Saved entries:
──────────────────────────────

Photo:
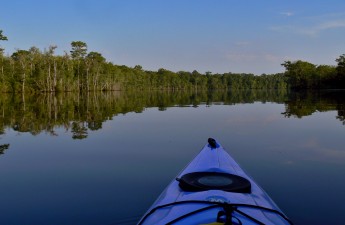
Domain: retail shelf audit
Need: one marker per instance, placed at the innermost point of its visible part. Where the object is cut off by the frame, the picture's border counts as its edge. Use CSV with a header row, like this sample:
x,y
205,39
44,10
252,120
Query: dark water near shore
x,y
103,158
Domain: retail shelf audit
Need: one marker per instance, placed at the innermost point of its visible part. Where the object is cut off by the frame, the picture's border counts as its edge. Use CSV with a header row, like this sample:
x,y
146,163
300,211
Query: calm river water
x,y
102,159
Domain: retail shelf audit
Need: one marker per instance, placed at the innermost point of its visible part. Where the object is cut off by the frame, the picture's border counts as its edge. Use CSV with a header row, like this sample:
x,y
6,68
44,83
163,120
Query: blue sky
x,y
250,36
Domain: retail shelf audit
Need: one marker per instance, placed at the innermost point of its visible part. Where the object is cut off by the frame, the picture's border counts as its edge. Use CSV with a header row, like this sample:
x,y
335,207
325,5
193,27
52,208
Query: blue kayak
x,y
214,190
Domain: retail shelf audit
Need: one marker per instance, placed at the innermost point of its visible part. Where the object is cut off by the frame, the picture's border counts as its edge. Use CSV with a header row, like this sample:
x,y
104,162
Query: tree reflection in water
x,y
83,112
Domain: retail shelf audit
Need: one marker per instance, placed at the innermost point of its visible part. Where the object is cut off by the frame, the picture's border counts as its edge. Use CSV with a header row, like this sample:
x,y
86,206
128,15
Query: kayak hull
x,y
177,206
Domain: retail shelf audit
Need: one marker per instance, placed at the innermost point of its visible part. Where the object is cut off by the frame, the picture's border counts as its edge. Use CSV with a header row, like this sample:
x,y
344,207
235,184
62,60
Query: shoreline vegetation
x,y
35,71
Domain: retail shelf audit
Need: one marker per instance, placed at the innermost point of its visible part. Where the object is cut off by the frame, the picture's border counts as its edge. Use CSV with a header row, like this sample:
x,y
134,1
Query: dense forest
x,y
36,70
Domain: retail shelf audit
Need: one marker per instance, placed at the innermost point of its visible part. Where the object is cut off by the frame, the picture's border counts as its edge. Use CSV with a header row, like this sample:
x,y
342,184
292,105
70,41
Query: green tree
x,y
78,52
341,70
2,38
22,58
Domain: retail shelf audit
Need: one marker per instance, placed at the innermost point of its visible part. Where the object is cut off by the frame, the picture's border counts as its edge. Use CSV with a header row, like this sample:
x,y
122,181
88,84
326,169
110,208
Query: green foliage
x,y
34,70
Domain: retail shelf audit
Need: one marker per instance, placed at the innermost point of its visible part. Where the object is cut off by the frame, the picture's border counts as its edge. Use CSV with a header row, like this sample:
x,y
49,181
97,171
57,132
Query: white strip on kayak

──────────────────────────────

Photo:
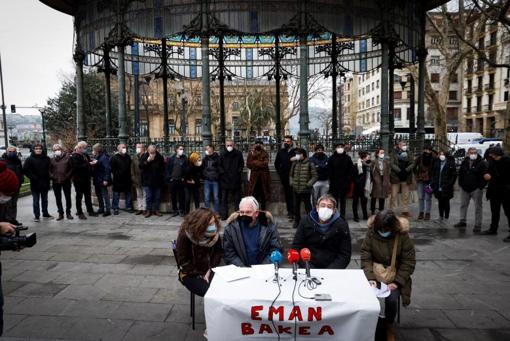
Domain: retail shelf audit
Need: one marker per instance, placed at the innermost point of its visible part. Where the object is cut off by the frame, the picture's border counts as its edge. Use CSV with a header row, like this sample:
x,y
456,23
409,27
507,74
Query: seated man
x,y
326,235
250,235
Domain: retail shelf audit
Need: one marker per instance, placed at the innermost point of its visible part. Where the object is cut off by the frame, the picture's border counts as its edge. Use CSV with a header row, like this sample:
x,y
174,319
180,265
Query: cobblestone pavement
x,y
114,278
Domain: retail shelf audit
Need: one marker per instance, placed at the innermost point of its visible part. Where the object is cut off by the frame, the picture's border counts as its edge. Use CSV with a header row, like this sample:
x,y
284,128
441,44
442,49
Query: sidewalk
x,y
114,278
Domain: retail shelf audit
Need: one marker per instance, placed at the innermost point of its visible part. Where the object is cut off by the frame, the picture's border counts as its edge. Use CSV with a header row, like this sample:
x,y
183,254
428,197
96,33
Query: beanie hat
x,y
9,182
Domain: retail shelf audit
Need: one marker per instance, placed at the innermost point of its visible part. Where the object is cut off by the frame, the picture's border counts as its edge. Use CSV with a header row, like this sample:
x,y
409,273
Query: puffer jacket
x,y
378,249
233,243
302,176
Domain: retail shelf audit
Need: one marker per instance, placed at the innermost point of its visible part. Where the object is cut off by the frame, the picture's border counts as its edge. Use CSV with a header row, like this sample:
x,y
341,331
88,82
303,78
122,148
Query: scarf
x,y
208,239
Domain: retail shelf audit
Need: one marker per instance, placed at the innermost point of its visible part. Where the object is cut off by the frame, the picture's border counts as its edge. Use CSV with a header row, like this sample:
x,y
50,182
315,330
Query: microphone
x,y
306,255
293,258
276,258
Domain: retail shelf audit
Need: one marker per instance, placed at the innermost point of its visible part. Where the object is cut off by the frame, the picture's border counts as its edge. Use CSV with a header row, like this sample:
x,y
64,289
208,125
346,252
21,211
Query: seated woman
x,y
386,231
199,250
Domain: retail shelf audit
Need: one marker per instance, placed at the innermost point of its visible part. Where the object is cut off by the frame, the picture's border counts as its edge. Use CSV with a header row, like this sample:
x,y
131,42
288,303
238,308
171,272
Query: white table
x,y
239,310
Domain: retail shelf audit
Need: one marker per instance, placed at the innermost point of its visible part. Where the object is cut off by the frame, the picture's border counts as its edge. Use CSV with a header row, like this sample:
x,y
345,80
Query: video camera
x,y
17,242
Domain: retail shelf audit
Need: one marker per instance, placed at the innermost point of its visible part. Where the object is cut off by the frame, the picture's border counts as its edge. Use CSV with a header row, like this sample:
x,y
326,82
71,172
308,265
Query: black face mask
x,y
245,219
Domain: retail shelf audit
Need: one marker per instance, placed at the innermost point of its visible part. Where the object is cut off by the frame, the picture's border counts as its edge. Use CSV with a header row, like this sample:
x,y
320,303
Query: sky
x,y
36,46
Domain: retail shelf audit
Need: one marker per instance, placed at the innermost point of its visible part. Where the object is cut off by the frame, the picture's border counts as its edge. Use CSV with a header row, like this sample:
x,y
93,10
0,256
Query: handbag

──────────────────────────────

The entries above hold a line with "Query: scarf" and a later line with "Query: handbag". Write out exactly those lines and all lines between, nothing more.

## Answer to the problem
Query: scarf
x,y
208,239
Domain: retail shelf audit
Need: one marker per instance, placed at the innermost point of its visible part. Where the object is cut off by the frame, the picture's border counts as its edge. Use CSV with a header row, like this sample:
x,y
50,182
315,330
Query: microphone
x,y
306,255
293,258
276,258
Domain: retail shelf audit
Need: one marker per instance, placed at the innermost point of its visible part. Where the object is cut off by the frame, the picture's border counts as its edge. Use CSV with a header row, like this sample:
x,y
64,289
208,125
346,252
21,211
Query: seated woman
x,y
386,231
199,250
Domain: retail shelf audit
Need: one marker per instance, placed at the innermost point of its visible part. Where the object is cut off by the frame, the picture's border counts as its edge. Use CSV with a header row, like this sample:
x,y
131,42
288,303
238,308
171,272
Query: white table
x,y
239,310
Domain: retail shelf audit
Need: one marker per instance, placed at the innermost point of its visible part. Where the object is cut off by the frame, the picture's border counts as its edge. Use CSV with a header row, like this sample:
x,y
345,80
Query: video camera
x,y
17,242
Domain: retail shelf audit
Need: one marker per instance, placed at the innermost point of its visible part. Where the object is cut off by the frame, the picture's border counts as its edge. Use CSV with a header row, like this sample:
x,y
326,82
71,172
308,265
Query: black face mask
x,y
245,219
Domain: retail shelf audit
Need: one marker per instance, placed at the innermost point of its visible part. Where the object is cut off by the frame, the picture's border counts as its edge. Use CSV with a header row, like this sample:
x,y
320,303
Query: sky
x,y
36,46
Domain: retail shelf audit
Need: one marker per instance, placed at the innermost point of its visible part. Where the object is cut off by the frame, the picture's border counts as its edge. Use CSV with a header row, like this sample:
x,y
93,10
0,256
Query: handbag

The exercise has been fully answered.